** BEGIN Materials provided **

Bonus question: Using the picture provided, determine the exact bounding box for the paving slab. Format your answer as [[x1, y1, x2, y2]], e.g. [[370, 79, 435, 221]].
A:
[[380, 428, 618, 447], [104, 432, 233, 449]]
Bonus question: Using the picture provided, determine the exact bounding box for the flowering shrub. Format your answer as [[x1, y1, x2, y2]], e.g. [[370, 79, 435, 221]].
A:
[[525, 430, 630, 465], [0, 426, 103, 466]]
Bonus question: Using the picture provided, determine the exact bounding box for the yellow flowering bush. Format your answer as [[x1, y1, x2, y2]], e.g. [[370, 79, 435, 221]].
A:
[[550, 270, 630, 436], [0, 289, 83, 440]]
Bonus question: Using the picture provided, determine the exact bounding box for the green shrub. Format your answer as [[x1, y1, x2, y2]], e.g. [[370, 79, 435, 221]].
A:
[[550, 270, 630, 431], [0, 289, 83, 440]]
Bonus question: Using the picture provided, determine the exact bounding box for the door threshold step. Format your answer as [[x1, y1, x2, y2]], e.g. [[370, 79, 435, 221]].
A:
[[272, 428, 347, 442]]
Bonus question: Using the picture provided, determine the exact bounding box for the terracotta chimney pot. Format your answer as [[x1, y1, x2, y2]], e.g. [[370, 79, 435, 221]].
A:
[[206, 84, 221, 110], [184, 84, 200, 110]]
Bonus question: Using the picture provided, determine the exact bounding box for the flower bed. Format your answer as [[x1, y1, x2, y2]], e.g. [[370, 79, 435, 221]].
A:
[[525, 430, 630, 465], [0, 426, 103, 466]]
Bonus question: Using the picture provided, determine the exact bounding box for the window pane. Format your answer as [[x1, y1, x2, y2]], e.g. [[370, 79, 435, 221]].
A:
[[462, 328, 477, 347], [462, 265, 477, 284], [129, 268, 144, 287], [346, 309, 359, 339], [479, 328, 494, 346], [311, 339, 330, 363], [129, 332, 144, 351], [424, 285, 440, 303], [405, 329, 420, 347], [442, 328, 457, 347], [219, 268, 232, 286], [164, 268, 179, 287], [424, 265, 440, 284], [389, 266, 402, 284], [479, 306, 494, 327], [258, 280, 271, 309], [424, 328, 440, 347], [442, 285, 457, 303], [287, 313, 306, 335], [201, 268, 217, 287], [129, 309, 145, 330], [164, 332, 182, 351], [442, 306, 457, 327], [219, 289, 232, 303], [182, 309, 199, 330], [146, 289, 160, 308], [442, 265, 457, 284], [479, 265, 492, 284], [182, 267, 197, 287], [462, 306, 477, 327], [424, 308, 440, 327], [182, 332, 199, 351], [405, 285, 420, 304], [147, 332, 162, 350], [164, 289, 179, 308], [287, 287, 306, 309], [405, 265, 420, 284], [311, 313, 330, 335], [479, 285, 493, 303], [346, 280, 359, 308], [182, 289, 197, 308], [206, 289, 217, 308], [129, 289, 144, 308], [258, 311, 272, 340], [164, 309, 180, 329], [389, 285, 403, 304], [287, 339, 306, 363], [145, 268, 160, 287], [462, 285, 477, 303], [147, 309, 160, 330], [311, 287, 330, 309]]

** END Materials provided **

■ **Problem description**:
Copy out every one of the records above word for word, with no changes.

■ **Output of the exercise**:
Bonus question: Using the picture provided, determine the exact bounding box for the paving slab. Format your answer as [[x1, y1, x2, y2]], e.g. [[370, 79, 435, 221]].
A:
[[380, 428, 618, 447], [104, 432, 233, 449]]
Bonus question: Using the picture provided, determine the exact bounding box for the flowering shrub. Format your answer as [[x1, y1, x2, y2]], e.g. [[370, 79, 435, 221]].
A:
[[525, 430, 630, 465], [0, 426, 103, 466]]
Bonus question: Using the picture provided, determine the exact bounding box for the yellow flowering bush. Format your answer as [[x1, y1, x2, y2]], e.g. [[370, 79, 435, 221]].
A:
[[550, 270, 630, 436], [0, 289, 83, 440]]
Bonus question: Using the picture provided, determine the exact bounding box for the green shrub. Format your answer as [[x1, y1, x2, y2]], e.g. [[370, 79, 435, 221]].
A:
[[550, 270, 630, 431], [0, 289, 83, 440]]
Bonus question: Using the picture provided, determine the exact bounding box for the door threshold step. Format your answer as [[x1, y1, x2, y2]], e.g. [[370, 79, 435, 221]].
A:
[[272, 428, 347, 442]]
Bonus question: Using the picture provided, determine the exact bounding box for the terracotta chimney pot. Format your answer as [[x1, y1, x2, y2]], e.g. [[370, 79, 435, 221]].
A:
[[206, 84, 221, 110], [184, 84, 200, 110]]
Bonus question: Using the picture provided, determine the exact bounding box for the flower bed. Format your answer as [[x1, y1, x2, y2]], e.g. [[370, 79, 435, 221]].
A:
[[525, 430, 630, 465], [0, 426, 103, 466]]
Bonus question: Using the picture provided, determine the exact bounding box for the window pane. Format your answer as [[x1, y1, x2, y2]], e.g. [[370, 79, 435, 221]].
A:
[[462, 328, 477, 347], [462, 265, 477, 284], [129, 268, 144, 287], [346, 309, 359, 339], [479, 328, 494, 346], [311, 339, 330, 363], [129, 332, 144, 351], [424, 285, 440, 303], [405, 329, 420, 347], [442, 328, 457, 347], [219, 268, 232, 286], [164, 268, 179, 287], [424, 265, 440, 284], [389, 266, 402, 284], [479, 306, 494, 327], [258, 280, 271, 309], [424, 328, 440, 347], [442, 285, 457, 303], [287, 313, 306, 335], [201, 268, 217, 287], [129, 309, 145, 330], [164, 332, 182, 351], [442, 306, 457, 327], [219, 289, 232, 303], [182, 309, 199, 330], [146, 289, 160, 308], [442, 265, 457, 284], [479, 265, 492, 284], [182, 267, 197, 287], [462, 306, 477, 327], [424, 308, 440, 327], [182, 332, 199, 351], [405, 285, 420, 304], [147, 332, 162, 350], [164, 289, 179, 308], [287, 287, 306, 309], [405, 265, 420, 284], [311, 313, 330, 335], [479, 285, 493, 303], [346, 280, 359, 308], [182, 289, 197, 308], [206, 289, 217, 308], [129, 289, 144, 308], [258, 311, 272, 340], [164, 309, 180, 329], [389, 285, 403, 304], [287, 339, 306, 363], [145, 268, 160, 287], [462, 285, 477, 303], [147, 309, 160, 330], [311, 287, 330, 309]]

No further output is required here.